Your output should be the records below, word for word and picture-free.

─── GIVEN RECORDS ───

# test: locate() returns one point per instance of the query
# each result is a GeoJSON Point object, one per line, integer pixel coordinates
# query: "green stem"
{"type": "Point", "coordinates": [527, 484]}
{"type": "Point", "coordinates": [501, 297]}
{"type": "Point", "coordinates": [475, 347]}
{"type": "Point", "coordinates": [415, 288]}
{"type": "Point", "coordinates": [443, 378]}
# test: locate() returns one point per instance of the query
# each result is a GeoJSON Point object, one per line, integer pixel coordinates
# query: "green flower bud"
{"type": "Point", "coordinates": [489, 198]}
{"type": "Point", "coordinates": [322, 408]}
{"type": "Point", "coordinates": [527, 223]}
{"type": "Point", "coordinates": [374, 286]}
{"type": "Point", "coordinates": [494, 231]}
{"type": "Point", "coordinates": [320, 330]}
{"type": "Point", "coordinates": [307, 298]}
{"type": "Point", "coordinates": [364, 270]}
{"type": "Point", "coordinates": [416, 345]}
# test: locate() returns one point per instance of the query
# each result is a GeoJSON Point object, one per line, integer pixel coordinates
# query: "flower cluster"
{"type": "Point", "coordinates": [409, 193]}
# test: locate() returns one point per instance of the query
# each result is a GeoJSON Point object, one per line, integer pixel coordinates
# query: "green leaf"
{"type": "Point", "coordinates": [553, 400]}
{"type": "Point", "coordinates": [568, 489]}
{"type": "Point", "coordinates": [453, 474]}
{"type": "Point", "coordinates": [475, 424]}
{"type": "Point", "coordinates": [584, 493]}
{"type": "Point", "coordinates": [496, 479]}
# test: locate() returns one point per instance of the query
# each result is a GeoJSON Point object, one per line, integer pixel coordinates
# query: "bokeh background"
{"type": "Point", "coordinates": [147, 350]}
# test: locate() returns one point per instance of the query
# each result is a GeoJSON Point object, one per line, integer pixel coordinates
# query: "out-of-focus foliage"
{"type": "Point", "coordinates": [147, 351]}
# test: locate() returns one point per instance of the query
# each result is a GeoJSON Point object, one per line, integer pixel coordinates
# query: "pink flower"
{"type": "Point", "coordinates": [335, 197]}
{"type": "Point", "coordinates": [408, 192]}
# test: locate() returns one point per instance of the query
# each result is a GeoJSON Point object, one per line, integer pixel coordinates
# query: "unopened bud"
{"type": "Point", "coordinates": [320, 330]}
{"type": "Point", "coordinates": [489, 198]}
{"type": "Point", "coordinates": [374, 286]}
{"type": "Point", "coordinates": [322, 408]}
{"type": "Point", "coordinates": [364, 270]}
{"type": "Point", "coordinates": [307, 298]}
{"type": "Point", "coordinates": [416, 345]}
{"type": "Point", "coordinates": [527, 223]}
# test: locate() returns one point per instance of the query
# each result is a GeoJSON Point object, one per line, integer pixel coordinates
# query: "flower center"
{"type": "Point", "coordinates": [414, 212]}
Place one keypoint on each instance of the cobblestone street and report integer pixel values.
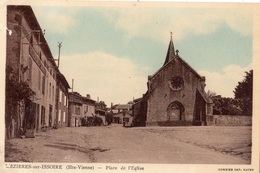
(116, 144)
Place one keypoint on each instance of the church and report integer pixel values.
(175, 96)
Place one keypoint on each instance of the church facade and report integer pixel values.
(175, 96)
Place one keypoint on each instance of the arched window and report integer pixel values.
(176, 83)
(175, 111)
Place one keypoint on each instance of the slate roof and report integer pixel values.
(172, 56)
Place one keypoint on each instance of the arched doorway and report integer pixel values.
(174, 111)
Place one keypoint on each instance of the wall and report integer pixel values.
(232, 120)
(161, 94)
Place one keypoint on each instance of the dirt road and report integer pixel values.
(115, 144)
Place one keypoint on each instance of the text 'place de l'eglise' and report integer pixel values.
(39, 97)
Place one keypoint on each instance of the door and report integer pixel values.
(50, 116)
(174, 111)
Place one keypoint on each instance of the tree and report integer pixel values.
(244, 93)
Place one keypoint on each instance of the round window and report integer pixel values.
(176, 83)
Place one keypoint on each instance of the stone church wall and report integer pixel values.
(161, 95)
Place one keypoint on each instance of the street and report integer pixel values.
(116, 144)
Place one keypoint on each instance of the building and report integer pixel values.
(62, 104)
(101, 111)
(120, 111)
(175, 95)
(30, 62)
(80, 107)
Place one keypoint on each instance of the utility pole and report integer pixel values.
(59, 45)
(72, 84)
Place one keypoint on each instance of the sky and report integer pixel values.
(109, 51)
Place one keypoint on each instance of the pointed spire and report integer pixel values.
(171, 52)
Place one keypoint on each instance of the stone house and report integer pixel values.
(62, 103)
(79, 108)
(31, 61)
(175, 95)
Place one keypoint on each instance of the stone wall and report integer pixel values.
(232, 120)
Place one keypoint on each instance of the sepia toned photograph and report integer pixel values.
(128, 85)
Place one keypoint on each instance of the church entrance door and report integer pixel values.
(174, 111)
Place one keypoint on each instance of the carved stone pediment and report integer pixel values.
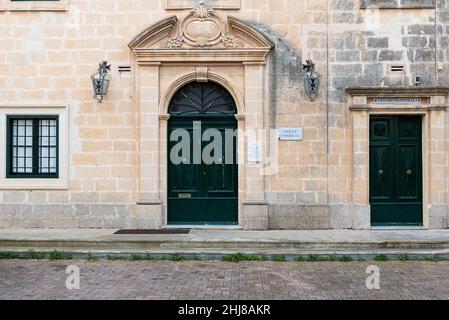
(203, 29)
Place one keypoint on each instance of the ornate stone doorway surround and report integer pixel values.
(201, 46)
(429, 102)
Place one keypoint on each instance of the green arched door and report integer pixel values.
(202, 156)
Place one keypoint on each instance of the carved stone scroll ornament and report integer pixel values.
(202, 28)
(312, 80)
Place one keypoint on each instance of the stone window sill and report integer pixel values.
(8, 5)
(397, 4)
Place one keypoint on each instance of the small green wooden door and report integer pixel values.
(396, 188)
(201, 192)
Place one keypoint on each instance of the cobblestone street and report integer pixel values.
(26, 279)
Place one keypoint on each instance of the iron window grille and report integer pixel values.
(32, 147)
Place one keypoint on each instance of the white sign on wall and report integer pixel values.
(254, 152)
(290, 134)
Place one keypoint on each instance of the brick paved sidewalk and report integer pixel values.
(25, 279)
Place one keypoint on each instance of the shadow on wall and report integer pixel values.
(286, 74)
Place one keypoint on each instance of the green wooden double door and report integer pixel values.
(204, 193)
(396, 171)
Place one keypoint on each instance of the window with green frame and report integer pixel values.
(32, 147)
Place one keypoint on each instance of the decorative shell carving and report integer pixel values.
(202, 28)
(231, 42)
(174, 42)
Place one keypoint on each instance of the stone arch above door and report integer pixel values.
(195, 36)
(199, 45)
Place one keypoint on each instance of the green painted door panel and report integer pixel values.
(396, 189)
(204, 193)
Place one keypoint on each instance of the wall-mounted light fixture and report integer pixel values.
(312, 80)
(101, 80)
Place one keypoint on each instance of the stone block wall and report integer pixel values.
(48, 57)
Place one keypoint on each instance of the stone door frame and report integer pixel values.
(433, 110)
(152, 66)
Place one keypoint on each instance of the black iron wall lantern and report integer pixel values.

───

# PROBLEM SOLUTION
# test: locate() returns one point per instance of the query
# each result is a GeoJSON Point object, one per line, integer pixel coordinates
# query: "green stem"
{"type": "Point", "coordinates": [527, 484]}
{"type": "Point", "coordinates": [501, 297]}
{"type": "Point", "coordinates": [475, 347]}
{"type": "Point", "coordinates": [415, 288]}
{"type": "Point", "coordinates": [443, 378]}
# test: locate() returns one point per instance of the query
# each result is a GeoJSON Point object, one per line, integer pixel coordinates
# query: "green flower bud"
{"type": "Point", "coordinates": [489, 198]}
{"type": "Point", "coordinates": [322, 408]}
{"type": "Point", "coordinates": [527, 223]}
{"type": "Point", "coordinates": [374, 286]}
{"type": "Point", "coordinates": [494, 231]}
{"type": "Point", "coordinates": [320, 330]}
{"type": "Point", "coordinates": [307, 298]}
{"type": "Point", "coordinates": [364, 270]}
{"type": "Point", "coordinates": [416, 345]}
# test: locate() returns one point per instance of the query
# each result is a GeoJSON Point object, one per line, integer pixel coordinates
# query: "flower cluster"
{"type": "Point", "coordinates": [409, 193]}
# test: locate() returns one point per instance of the query
# each result is a GeoJSON Point object, one per line, integer pixel coordinates
# query: "green leaf"
{"type": "Point", "coordinates": [553, 400]}
{"type": "Point", "coordinates": [568, 489]}
{"type": "Point", "coordinates": [453, 474]}
{"type": "Point", "coordinates": [475, 424]}
{"type": "Point", "coordinates": [584, 493]}
{"type": "Point", "coordinates": [496, 479]}
# test: locate() returns one point per instance of the query
# each result is a GeoJSON Point object, one per line, integer pixel coordinates
# query: "bokeh background"
{"type": "Point", "coordinates": [147, 350]}
# test: locate() returns one point per instance of the query
# each result is a GeoJSON Point object, one per line, integer pixel coordinates
# query: "out-of-focus foliage"
{"type": "Point", "coordinates": [147, 351]}
# test: locate() returns one point per instance of the query
# each result is a GeoJSON Point object, one per line, integer pixel coordinates
# query: "pink flower"
{"type": "Point", "coordinates": [335, 197]}
{"type": "Point", "coordinates": [408, 192]}
# test: locate() returns one point per instance of the query
# each result is a GeoJSON Point object, one per line, integer pixel coordinates
# query: "unopened bud"
{"type": "Point", "coordinates": [320, 330]}
{"type": "Point", "coordinates": [489, 198]}
{"type": "Point", "coordinates": [374, 286]}
{"type": "Point", "coordinates": [322, 408]}
{"type": "Point", "coordinates": [364, 270]}
{"type": "Point", "coordinates": [307, 298]}
{"type": "Point", "coordinates": [416, 345]}
{"type": "Point", "coordinates": [527, 223]}
# test: locate() returns one point per instance of the query
# each result is a GeoJSON Point object, one per line, integer pixel coordinates
# query: "flower center"
{"type": "Point", "coordinates": [414, 212]}
Place one keypoint on each instance of the cobblestone street and report integer pixel values.
(116, 144)
Place one keypoint on each instance of the church and report integer pixel values.
(175, 96)
Place one keypoint on each instance of the church facade and report integer pixel values.
(175, 96)
Place one keypoint on each instance of the arched window and report integer pixel values.
(176, 83)
(175, 111)
Place one keypoint on each instance of the slate roof and report integer pixel values.
(172, 56)
Place one keypoint on each instance of the arched doorway and report integer pixel values.
(174, 111)
Place one keypoint on each instance of the wall and report integer pixel values.
(232, 120)
(161, 94)
Place one keypoint on each instance of the dirt road and report integer pixel values.
(115, 144)
Place one keypoint on each instance of the text 'place de l'eglise' and report integer pixel values.
(39, 97)
Place one keypoint on each instance of the door and report integer pixel values.
(50, 116)
(174, 111)
Place one keypoint on each instance of the tree and report integer pixel values.
(244, 93)
Place one keypoint on each instance of the round window and report integer pixel values.
(176, 83)
Place one keypoint on each instance of the stone church wall and report integer pixel values.
(161, 95)
Place one keypoint on each instance of the street and report integer pixel values.
(116, 144)
Place one keypoint on each instance of the building and report integer pixel values.
(62, 104)
(101, 111)
(120, 111)
(175, 95)
(30, 62)
(80, 107)
Place one keypoint on each instance of the utility pole and report integer pixel values.
(59, 45)
(72, 84)
Place one keypoint on each instance of the sky and report integer pixel values.
(109, 51)
Place one keypoint on each instance of the pointed spire and report integer pixel values.
(171, 52)
Place one keypoint on each instance of the stone house and report integer pixel values.
(62, 103)
(79, 108)
(31, 61)
(175, 95)
Place one keypoint on each instance of the stone wall and report integer pixel values.
(232, 120)
Place one keypoint on each instance of the sepia toned photograph and report integer pixel values.
(128, 85)
Place one keypoint on each instance of the church entrance door and report integer pixel values.
(174, 111)
Place one keypoint on each instance of the carved stone pediment and report integer pixel values.
(203, 29)
Place one keypoint on each instance of the ornate stone doorway surround and report integer pixel values.
(201, 46)
(429, 102)
Place one keypoint on each instance of the green arched door and report integer pixel values.
(202, 156)
Place one keypoint on each instance of the carved stone scroll ornament and report integer pixel values.
(202, 28)
(312, 80)
Place one keypoint on each instance of the stone window sill and report integer pixel values.
(8, 5)
(397, 4)
Place one keypoint on each instance of the small green wooden door and report integer pixel values.
(396, 188)
(201, 192)
Place one keypoint on each instance of the cobblestone street and report integer pixel values.
(26, 279)
Place one keypoint on each instance of the iron window grille and report integer pixel values.
(32, 147)
Place one keypoint on each instance of the white sign on wall and report integer pixel values.
(254, 152)
(290, 134)
Place one keypoint on each instance of the brick paved sidewalk and report integer pixel values.
(25, 279)
Place one keypoint on each instance of the shadow on wall and report integer pixel values.
(286, 74)
Place one keypoint on each instance of the green wooden double door and report integer pixel values.
(204, 193)
(396, 171)
Place one keypoint on each instance of the window with green frame and report integer pixel values.
(32, 147)
Place one keypoint on each instance of the decorative shell carving and report integer pixel values.
(202, 28)
(231, 42)
(174, 42)
Place one keypoint on each instance of the stone arch above door and report integer pixel values.
(195, 36)
(199, 45)
Place one keypoint on each instance of the green painted door panel and report integer pixel values.
(396, 189)
(204, 193)
Place one keypoint on each instance of the wall-mounted light fixture and report integer pixel values.
(312, 80)
(101, 80)
Place one keypoint on each instance of the stone block wall and report integer pixel values.
(48, 57)
Place one keypoint on each instance of the stone door frame and report integer pixel values.
(433, 110)
(152, 66)
Place one keypoint on each instance of the black iron wall lantern and report integer pixel values.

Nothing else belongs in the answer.